- **Location labeling records**

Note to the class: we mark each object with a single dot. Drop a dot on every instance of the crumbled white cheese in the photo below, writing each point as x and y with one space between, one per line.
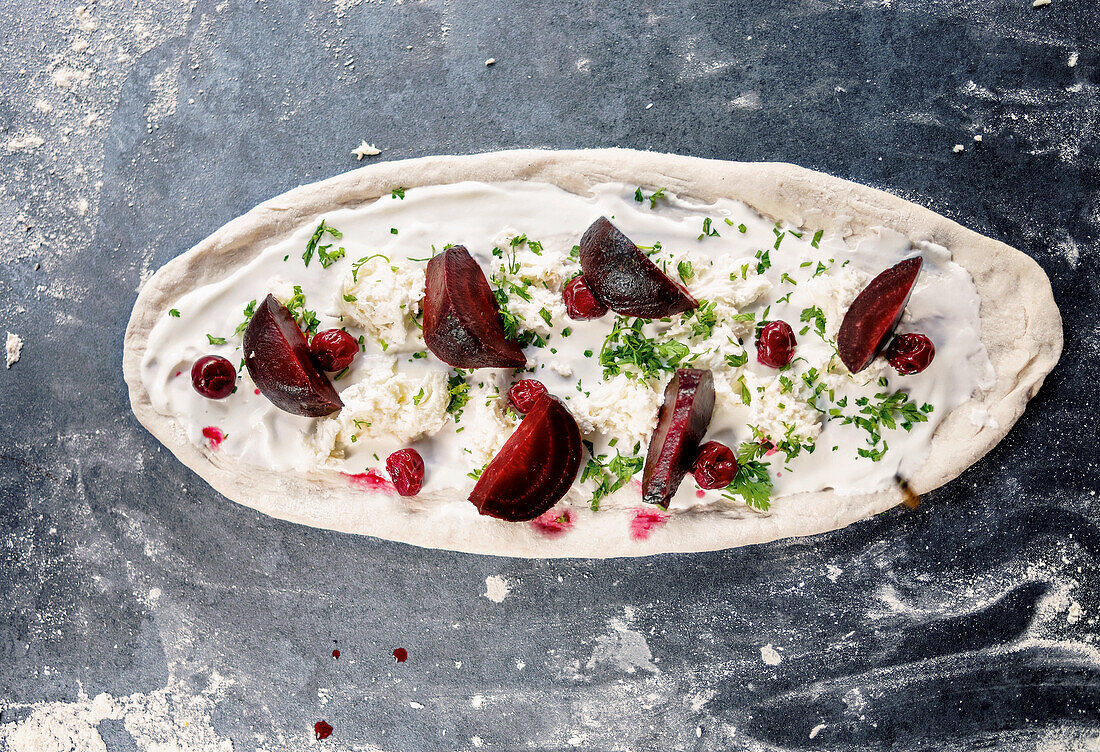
385 297
529 312
539 274
488 418
385 402
833 294
779 415
13 347
618 407
550 268
365 150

- **Task to complete**
Copy every entry above word for word, keeping all its lines but leaving out the pictures.

- **Solution to the problem**
Note to the class: we mark each object with a single dot. Drop a dot on every instance of the crumbled white cheese in the photo below, writing each point as x and y with one space between, one per line.
385 297
529 312
539 274
488 418
385 402
833 294
779 415
13 347
618 407
550 268
365 150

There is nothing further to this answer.